[Challenge] Please recast everything from the line containing "of the green" down to the final line below as a numbered list, leaving out any blank lines.

Items stored from a collection
──────
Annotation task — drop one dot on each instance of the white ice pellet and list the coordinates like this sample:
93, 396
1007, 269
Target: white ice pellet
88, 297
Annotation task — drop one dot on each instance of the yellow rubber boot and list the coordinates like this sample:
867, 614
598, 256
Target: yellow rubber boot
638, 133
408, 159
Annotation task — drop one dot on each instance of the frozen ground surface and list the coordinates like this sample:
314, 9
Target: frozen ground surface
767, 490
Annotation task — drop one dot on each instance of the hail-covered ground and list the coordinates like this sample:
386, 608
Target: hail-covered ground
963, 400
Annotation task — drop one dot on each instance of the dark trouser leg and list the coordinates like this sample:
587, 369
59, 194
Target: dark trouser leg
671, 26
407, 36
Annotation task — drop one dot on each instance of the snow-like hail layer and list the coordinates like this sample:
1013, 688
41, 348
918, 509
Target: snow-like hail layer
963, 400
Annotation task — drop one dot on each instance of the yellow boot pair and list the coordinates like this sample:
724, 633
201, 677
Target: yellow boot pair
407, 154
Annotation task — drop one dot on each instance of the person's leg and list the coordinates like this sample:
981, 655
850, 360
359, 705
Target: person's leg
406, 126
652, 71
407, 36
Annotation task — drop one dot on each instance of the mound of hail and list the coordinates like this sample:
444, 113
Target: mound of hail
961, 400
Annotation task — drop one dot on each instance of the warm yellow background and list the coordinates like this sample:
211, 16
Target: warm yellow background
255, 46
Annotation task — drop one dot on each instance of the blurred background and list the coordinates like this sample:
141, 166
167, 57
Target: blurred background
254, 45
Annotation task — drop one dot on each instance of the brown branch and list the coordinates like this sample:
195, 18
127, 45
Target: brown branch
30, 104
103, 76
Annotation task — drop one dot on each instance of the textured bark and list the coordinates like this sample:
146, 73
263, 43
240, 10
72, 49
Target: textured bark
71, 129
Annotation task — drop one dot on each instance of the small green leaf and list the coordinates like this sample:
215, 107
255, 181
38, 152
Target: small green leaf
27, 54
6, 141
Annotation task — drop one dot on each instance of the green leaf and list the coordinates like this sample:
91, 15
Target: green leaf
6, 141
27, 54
──────
[Response below]
1. Annotation task — drop one dot on each instance of the green leaf and list the coordinates like this sample:
2. 91, 15
3. Target: green leaf
4. 6, 141
5. 27, 54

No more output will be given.